TO DO =>
**A.** Answer these questions from the judgment passage on caste scrutiny committees, one per line:
(i) From which cadre of judicial officers do the quoted directions say such Committees should be drawn?
(ii) Which article of the Constitution of India do the directions name for bringing all Scrutiny Committees under its purview?
(iii) What kind of body does the judgment passage call the Caste Scrutiny Committee?
**B.** Extend the judgment passage on caste scrutiny committees, starting after its final sentence.
[Start of TEXT SEGMENT]
Such Committees should comprise of the Judicial
Officers of the District Judges cadre and not less.
We have a large number of retired Judicial
Officers who can be assigned this duty.
(b) All the Scrutiny Committees should be brought
under the control and supervision and within the
purview of Art. 235 of the Constitution of India.
Their recruitments and appointments should be
under the High Court like any other judicial posts."
It is not clear as to whether Kharche, J. agreed with the
aforementioned directions of Kochar, J. or not.
We, however, with respect to the learned judges, record our
disapproval to the observations made and directions issued in this behalf.
The Caste Scrutiny Committee is a quasi-judicial body. It has been
set up for a specific purpose. It serves a social and constitutional purposes.
[End of TEXT SEGMENT]
[Start of LISTED RECORDS]
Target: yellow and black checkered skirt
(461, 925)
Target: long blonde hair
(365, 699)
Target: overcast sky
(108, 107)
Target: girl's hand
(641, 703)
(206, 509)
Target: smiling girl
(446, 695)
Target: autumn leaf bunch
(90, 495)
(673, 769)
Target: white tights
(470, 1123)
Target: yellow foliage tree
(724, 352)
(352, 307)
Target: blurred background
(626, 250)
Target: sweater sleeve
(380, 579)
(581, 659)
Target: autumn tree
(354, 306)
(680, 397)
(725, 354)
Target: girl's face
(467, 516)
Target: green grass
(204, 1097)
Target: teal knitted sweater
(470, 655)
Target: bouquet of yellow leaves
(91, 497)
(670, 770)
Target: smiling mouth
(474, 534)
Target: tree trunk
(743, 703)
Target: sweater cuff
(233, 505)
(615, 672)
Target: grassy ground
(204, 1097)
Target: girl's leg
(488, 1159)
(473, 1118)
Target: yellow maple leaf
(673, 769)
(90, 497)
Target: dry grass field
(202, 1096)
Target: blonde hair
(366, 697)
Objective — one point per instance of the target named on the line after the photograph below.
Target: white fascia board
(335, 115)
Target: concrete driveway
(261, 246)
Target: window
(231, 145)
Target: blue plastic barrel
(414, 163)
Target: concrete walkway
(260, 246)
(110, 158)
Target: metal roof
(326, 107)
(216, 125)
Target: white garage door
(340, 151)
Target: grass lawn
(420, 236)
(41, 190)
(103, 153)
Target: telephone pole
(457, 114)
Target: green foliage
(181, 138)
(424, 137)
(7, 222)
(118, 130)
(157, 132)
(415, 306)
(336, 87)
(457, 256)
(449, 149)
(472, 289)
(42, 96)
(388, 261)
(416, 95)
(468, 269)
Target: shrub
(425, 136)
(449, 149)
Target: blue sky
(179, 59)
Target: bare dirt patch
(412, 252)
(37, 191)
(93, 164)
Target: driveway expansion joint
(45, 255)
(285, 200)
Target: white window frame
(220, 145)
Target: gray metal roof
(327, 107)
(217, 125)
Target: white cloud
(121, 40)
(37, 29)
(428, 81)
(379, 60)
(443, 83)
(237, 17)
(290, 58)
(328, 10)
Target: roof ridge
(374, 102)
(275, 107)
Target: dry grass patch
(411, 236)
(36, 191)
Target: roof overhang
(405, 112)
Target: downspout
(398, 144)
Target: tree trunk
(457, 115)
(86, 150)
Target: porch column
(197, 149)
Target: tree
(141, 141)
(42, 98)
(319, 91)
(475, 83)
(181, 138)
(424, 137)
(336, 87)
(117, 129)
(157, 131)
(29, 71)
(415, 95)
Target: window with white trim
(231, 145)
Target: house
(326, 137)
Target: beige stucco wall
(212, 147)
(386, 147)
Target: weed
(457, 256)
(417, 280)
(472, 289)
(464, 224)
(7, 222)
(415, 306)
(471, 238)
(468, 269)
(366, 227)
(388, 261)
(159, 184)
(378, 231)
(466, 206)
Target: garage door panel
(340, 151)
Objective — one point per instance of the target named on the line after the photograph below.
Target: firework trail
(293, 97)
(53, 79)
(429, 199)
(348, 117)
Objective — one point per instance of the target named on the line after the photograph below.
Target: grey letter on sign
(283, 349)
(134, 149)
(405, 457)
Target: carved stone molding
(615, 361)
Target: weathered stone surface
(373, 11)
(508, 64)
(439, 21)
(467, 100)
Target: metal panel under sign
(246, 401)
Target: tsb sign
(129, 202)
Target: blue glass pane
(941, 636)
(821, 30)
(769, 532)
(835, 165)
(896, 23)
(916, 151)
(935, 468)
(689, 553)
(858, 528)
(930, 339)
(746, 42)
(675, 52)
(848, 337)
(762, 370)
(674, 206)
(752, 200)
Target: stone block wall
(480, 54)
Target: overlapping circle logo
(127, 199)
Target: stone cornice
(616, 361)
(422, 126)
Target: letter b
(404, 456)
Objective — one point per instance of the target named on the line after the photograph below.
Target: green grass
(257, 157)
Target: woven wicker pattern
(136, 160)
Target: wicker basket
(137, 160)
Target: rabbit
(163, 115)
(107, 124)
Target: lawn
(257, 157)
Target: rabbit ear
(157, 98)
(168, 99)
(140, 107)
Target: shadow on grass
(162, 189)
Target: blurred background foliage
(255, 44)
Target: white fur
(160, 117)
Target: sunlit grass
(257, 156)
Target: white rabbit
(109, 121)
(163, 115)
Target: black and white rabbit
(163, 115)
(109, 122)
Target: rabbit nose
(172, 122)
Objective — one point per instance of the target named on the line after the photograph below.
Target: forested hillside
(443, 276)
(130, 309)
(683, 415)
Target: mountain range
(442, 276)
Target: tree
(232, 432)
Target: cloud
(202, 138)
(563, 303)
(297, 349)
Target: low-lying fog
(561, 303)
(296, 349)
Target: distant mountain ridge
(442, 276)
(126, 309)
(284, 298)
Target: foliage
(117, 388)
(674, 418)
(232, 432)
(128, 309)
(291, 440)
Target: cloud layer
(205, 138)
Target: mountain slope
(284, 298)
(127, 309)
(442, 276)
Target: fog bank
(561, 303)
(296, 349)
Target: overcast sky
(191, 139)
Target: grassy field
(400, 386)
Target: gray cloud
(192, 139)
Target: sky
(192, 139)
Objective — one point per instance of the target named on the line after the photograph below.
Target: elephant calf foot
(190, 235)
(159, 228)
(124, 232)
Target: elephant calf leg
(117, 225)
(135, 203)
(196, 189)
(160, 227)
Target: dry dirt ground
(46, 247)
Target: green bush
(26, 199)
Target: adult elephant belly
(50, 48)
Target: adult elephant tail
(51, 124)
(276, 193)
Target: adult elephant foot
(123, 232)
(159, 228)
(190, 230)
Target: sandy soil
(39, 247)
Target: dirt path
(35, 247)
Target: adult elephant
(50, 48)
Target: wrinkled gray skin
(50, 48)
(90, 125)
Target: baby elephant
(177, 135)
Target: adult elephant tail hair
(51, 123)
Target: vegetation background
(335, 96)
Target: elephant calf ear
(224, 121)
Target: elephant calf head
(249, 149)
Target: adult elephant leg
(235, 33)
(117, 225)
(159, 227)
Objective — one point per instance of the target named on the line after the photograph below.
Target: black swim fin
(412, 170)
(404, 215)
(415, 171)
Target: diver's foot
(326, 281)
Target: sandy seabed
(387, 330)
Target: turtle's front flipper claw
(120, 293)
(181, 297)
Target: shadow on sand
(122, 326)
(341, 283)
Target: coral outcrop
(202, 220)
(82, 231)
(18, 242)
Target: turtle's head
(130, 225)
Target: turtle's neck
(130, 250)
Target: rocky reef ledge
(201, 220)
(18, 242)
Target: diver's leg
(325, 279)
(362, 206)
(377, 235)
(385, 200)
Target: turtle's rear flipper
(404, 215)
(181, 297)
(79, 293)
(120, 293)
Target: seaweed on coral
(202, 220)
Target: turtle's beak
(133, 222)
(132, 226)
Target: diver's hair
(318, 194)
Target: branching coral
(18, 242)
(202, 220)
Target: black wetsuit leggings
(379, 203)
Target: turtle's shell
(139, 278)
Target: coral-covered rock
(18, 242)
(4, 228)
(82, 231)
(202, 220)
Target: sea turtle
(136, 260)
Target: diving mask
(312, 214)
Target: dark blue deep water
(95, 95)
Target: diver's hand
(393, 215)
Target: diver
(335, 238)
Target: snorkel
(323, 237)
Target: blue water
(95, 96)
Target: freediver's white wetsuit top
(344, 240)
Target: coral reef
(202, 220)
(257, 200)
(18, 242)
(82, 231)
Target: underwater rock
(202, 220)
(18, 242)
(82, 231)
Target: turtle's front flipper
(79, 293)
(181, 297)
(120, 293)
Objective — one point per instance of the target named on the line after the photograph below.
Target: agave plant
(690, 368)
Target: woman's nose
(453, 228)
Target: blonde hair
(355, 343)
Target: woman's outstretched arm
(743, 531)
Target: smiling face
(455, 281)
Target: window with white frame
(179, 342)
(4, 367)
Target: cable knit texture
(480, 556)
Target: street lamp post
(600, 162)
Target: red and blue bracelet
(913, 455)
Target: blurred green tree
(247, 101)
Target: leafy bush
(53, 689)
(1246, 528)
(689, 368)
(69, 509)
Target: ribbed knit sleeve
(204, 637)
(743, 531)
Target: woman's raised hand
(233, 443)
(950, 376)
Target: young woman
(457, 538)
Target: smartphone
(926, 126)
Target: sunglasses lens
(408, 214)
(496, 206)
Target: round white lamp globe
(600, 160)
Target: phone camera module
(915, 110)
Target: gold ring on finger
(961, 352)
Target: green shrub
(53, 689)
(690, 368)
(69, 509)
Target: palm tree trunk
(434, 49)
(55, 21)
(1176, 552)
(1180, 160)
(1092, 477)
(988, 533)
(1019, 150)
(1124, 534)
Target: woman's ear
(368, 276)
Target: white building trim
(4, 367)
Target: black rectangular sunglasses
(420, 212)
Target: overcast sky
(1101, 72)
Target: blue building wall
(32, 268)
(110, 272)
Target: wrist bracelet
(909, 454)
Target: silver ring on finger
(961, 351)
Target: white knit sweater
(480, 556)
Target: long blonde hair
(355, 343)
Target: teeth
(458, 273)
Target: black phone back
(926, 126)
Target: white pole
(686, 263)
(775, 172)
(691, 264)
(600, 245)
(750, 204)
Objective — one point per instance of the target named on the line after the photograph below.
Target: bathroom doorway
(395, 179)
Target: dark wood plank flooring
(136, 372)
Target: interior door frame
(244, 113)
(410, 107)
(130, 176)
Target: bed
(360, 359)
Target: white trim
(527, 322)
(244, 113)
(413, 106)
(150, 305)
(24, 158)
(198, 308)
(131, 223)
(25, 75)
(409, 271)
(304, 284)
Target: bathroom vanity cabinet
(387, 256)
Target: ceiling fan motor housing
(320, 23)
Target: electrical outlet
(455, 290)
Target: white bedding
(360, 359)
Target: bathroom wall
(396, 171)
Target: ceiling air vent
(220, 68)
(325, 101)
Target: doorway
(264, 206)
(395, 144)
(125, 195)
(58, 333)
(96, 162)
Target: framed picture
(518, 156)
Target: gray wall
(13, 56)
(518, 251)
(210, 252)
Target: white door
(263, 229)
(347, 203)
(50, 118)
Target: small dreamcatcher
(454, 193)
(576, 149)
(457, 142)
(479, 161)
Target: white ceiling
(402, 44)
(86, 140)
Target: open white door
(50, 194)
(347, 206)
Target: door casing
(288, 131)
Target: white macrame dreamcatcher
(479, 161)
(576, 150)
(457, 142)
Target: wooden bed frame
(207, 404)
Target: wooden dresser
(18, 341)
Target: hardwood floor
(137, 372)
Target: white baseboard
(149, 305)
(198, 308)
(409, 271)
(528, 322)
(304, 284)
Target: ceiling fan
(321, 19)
[End of LISTED RECORDS]
ANSWERS IN ORDER =>
**A.**
(i) The District Judges cadre, and not less.
(ii) Art. 235.
(iii) A quasi-judicial body.

**B.**
It is constituted to prevent fraud on Constitution. It may not be bound by the
provisions of Indian Evidence Act, but it would not be correct for the
superior courts to issue directions as to how it should appreciate evidence.
Evidence to be adduced in a matter before a quasi-judicial body cannot be
restricted to admission of documentary evidence only. It may of necessity
have to take oral evidence.
Moreover the nature of evidence to be adduced would vary from case
to case. The rights of a party to adduce evidence cannot be curtailed. It is
one thing to say how a quasi-judicial body should appreciate evidence
adduced before it in law but it is another thing to say that it must not allow
adduction of oral evidence at all.
It was furthermore not proper to suggest that all such bodies should be
brought within the purview of Article 235 of the Constitution of India or
only judicial officers should be appointed.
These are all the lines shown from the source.